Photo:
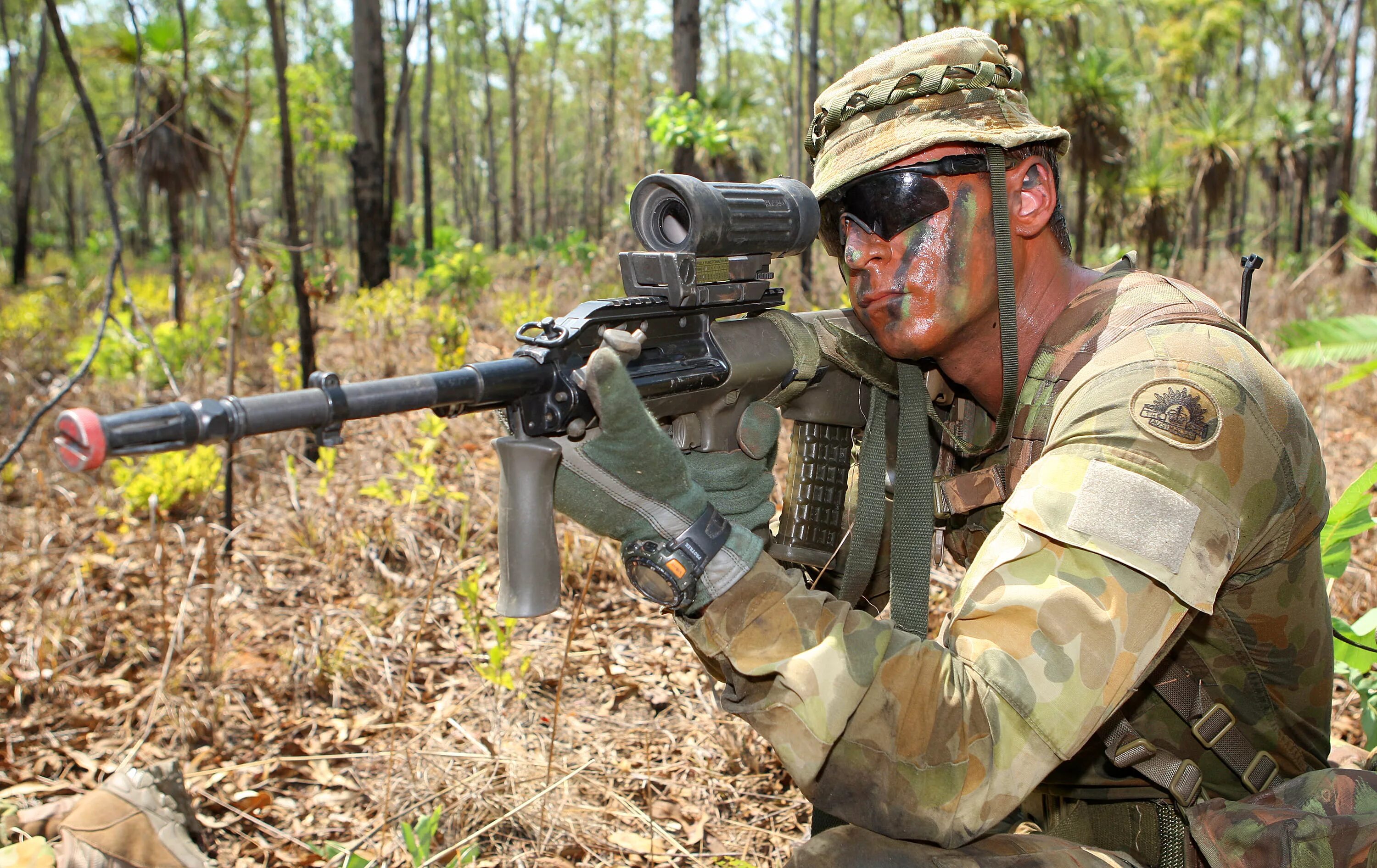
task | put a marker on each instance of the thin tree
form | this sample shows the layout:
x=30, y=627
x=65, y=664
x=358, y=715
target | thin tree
x=24, y=137
x=514, y=46
x=806, y=261
x=686, y=45
x=553, y=35
x=491, y=155
x=1342, y=174
x=609, y=161
x=305, y=323
x=427, y=181
x=367, y=160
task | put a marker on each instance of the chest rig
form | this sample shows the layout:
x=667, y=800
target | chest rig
x=968, y=494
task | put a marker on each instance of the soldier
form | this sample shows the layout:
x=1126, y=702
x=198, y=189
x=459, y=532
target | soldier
x=1143, y=622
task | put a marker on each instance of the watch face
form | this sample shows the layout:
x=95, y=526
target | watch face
x=652, y=582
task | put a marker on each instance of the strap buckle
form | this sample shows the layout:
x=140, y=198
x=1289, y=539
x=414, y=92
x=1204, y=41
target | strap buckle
x=1258, y=765
x=1186, y=783
x=1132, y=753
x=1209, y=721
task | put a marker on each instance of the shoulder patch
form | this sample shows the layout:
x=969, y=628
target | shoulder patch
x=1176, y=412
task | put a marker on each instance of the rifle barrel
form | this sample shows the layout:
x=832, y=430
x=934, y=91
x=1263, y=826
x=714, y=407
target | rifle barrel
x=86, y=439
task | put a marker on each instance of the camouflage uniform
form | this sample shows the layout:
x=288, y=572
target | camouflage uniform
x=1168, y=512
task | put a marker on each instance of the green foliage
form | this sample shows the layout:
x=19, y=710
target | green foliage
x=1311, y=343
x=420, y=838
x=1357, y=666
x=126, y=354
x=491, y=634
x=316, y=131
x=459, y=273
x=449, y=338
x=24, y=316
x=1365, y=219
x=418, y=483
x=177, y=479
x=515, y=309
x=327, y=465
x=683, y=122
x=1349, y=516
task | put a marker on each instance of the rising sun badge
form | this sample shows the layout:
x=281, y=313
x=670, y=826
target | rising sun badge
x=1178, y=413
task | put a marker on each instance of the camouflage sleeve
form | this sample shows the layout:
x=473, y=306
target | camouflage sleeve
x=1138, y=511
x=915, y=739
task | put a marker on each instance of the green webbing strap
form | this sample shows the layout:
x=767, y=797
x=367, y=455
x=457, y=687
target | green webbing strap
x=911, y=540
x=911, y=535
x=868, y=524
x=803, y=345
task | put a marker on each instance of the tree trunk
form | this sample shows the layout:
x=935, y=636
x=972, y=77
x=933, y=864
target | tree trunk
x=806, y=261
x=25, y=141
x=1344, y=181
x=427, y=179
x=174, y=201
x=1081, y=207
x=553, y=35
x=305, y=323
x=69, y=200
x=401, y=126
x=491, y=157
x=513, y=54
x=609, y=160
x=686, y=45
x=368, y=159
x=1302, y=206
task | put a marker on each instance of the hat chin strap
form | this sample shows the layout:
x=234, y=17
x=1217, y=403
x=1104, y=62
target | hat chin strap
x=911, y=535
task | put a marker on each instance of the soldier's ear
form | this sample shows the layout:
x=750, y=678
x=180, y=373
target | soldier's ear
x=1032, y=197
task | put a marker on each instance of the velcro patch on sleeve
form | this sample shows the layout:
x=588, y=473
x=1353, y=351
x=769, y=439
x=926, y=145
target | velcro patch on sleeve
x=1135, y=512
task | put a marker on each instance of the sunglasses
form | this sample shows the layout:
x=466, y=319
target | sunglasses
x=887, y=203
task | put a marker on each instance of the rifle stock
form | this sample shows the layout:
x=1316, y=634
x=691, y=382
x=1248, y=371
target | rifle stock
x=704, y=361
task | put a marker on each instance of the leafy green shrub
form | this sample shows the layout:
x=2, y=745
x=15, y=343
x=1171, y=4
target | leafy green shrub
x=683, y=122
x=1314, y=343
x=515, y=309
x=577, y=251
x=124, y=353
x=492, y=634
x=459, y=273
x=449, y=338
x=1351, y=515
x=419, y=480
x=175, y=478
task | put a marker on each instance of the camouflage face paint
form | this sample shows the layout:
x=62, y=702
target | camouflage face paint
x=923, y=295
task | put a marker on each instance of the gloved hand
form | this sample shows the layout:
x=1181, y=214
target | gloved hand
x=739, y=483
x=630, y=482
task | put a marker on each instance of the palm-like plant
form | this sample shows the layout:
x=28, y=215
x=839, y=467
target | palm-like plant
x=1212, y=137
x=1156, y=182
x=160, y=145
x=1097, y=100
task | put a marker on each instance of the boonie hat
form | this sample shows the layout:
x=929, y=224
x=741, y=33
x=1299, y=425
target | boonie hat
x=953, y=86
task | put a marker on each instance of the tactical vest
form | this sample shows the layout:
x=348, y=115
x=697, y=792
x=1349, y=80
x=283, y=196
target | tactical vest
x=1182, y=728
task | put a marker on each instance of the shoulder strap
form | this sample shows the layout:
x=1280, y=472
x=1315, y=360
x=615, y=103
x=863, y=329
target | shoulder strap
x=1123, y=303
x=1214, y=725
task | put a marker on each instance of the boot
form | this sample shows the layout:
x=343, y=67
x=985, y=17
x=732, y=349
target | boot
x=138, y=819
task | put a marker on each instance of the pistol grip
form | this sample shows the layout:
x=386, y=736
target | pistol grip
x=529, y=575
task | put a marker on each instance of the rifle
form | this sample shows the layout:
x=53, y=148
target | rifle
x=697, y=295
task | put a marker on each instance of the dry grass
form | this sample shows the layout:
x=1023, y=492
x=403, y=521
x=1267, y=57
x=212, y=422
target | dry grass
x=319, y=690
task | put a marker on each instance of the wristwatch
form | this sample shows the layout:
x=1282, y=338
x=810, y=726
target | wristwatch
x=668, y=573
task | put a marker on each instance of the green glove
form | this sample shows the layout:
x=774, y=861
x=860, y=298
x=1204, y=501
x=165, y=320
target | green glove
x=630, y=482
x=739, y=483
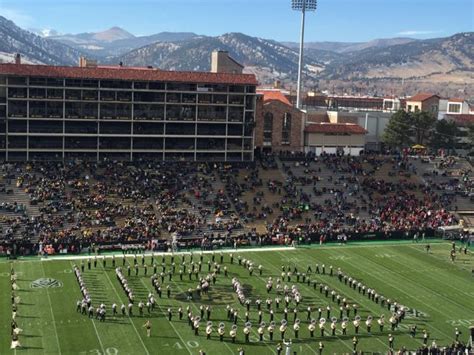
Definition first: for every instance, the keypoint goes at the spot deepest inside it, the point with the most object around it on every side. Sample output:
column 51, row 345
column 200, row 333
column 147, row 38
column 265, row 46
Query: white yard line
column 133, row 324
column 276, row 267
column 52, row 314
column 412, row 297
column 95, row 327
column 172, row 326
column 149, row 253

#####

PROBLEM TO SOLVE:
Reproduce the entries from the line containing "task | put a marker on each instance of the rising" through the line containing "x=803, y=345", replacing every "camouflage sleeve" with "camo sleeve" and leaving everything else unchanged.

RESPONSE:
task | put a marker on each instance of the rising sun badge
form | this sample shows the layout:
x=281, y=313
x=670, y=826
target | rising sun badge
x=1178, y=413
task | put a marker on each instance of the camo sleeve
form | this sample shows the layout:
x=473, y=306
target | camo sleeve
x=1138, y=511
x=915, y=739
task | put a marker on each instance of the green webbing strap
form | this sample shows the layout:
x=767, y=797
x=367, y=455
x=457, y=687
target | green webbing strap
x=911, y=540
x=911, y=535
x=868, y=524
x=803, y=345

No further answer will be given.